Your instructions:
Which lines below hold the word "left"? Copy all of them.

Source material:
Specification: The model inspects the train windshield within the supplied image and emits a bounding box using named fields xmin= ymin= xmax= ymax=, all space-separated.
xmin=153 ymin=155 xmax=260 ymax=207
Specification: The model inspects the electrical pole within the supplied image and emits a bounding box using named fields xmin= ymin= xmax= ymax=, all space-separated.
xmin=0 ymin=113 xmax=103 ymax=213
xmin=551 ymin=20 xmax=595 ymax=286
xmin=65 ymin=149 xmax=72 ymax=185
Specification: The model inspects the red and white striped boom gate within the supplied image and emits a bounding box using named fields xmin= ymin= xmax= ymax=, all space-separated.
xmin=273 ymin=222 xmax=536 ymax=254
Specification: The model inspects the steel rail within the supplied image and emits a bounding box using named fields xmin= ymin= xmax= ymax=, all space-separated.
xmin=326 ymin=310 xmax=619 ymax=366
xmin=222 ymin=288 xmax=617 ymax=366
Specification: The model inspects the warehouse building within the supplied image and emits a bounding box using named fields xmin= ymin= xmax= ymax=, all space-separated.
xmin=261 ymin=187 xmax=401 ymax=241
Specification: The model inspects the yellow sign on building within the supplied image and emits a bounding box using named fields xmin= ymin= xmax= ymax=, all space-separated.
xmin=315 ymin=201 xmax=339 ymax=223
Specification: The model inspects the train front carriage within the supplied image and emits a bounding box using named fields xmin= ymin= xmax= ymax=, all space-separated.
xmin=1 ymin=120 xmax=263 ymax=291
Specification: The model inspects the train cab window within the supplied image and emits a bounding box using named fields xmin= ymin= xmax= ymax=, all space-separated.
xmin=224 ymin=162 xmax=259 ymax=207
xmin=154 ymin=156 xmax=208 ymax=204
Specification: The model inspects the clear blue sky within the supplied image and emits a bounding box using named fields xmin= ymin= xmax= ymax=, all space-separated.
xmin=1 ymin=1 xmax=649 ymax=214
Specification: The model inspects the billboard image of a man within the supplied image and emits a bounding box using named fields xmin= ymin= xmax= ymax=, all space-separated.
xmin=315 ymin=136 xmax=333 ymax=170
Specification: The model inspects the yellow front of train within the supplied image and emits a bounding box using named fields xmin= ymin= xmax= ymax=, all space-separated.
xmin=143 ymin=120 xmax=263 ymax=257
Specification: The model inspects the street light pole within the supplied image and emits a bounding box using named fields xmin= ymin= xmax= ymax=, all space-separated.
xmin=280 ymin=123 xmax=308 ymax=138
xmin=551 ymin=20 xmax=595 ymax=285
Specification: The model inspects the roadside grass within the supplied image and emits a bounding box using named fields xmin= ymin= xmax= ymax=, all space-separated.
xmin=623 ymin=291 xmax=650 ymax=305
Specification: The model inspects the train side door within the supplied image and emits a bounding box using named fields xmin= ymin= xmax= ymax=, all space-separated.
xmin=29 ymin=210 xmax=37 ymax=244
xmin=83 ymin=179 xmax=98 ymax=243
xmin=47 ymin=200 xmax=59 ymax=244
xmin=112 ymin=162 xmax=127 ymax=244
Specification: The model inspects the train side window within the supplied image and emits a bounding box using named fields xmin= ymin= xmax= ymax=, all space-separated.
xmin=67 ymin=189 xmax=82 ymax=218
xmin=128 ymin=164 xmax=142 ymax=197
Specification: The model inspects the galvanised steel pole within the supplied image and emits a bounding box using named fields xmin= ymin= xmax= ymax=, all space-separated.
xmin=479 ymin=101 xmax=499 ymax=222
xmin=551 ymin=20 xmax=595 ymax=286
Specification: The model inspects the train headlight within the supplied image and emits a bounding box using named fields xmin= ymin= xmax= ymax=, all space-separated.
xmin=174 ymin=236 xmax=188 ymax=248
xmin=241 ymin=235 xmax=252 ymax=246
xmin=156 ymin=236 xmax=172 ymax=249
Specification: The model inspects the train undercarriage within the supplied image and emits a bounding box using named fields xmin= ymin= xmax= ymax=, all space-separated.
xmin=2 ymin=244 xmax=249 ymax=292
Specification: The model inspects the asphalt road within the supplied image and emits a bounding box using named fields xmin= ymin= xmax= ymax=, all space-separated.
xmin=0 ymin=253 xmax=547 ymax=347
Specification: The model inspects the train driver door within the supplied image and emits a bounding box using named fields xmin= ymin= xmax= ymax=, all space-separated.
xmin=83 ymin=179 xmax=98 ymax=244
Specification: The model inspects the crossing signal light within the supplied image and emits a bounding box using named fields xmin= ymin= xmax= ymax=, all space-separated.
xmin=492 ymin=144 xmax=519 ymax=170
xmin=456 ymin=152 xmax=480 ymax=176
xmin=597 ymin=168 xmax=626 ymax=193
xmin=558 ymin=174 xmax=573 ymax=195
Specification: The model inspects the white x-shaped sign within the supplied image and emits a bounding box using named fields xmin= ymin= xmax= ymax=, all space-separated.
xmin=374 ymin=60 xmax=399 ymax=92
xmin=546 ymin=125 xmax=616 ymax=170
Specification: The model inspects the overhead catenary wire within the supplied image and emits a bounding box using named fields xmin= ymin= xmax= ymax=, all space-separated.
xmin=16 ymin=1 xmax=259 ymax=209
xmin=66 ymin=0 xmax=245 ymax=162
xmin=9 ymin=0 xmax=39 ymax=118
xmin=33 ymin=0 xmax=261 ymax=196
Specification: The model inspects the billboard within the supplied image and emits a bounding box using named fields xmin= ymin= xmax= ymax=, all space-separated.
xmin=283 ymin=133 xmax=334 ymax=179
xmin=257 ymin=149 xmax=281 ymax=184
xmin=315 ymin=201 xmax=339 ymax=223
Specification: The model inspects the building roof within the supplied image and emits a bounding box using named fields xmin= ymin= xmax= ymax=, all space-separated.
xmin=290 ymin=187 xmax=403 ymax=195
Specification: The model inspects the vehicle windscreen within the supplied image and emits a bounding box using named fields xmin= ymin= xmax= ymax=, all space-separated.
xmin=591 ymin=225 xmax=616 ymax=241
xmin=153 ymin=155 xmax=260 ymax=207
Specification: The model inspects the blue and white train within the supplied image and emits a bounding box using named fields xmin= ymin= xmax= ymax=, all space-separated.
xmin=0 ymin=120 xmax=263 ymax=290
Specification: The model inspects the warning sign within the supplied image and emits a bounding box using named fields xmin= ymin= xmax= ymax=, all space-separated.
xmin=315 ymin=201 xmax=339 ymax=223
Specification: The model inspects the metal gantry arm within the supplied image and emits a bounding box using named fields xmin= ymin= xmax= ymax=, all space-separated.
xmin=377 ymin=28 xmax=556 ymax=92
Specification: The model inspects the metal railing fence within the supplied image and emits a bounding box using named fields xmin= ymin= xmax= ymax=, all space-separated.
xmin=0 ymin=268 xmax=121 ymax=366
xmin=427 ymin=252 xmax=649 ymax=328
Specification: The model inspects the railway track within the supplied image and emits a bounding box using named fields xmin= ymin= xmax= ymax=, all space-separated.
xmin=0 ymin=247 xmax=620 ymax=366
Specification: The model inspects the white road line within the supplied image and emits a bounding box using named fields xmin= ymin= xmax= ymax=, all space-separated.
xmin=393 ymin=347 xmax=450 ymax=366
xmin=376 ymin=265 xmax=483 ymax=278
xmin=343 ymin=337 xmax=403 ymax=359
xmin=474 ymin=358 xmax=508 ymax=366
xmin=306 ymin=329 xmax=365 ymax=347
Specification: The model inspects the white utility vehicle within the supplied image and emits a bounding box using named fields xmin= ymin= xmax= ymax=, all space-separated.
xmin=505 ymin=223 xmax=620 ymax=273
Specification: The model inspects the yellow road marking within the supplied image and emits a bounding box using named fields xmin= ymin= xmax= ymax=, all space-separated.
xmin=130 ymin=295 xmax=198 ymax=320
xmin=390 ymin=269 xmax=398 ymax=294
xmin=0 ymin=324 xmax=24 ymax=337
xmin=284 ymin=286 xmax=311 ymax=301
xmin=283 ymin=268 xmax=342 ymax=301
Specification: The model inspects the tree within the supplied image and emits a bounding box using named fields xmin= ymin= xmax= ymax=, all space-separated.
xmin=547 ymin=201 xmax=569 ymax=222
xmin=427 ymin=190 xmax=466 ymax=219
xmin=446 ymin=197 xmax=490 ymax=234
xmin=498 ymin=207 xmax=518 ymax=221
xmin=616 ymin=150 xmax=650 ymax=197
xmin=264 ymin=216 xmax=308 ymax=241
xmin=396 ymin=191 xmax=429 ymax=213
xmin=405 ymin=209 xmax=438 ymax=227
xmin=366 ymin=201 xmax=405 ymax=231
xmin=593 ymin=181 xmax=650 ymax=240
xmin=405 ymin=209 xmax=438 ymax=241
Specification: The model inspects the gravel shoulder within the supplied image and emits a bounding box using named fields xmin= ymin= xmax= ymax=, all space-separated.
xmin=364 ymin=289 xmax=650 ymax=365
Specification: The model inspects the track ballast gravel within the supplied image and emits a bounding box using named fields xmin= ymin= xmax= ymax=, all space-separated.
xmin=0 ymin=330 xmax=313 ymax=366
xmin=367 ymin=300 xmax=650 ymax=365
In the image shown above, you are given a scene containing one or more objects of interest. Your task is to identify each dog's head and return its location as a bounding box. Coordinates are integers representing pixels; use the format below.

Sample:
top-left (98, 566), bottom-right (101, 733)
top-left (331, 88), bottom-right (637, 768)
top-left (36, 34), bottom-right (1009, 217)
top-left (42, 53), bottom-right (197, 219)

Result:
top-left (98, 566), bottom-right (101, 733)
top-left (331, 88), bottom-right (637, 768)
top-left (36, 34), bottom-right (1009, 217)
top-left (42, 53), bottom-right (197, 219)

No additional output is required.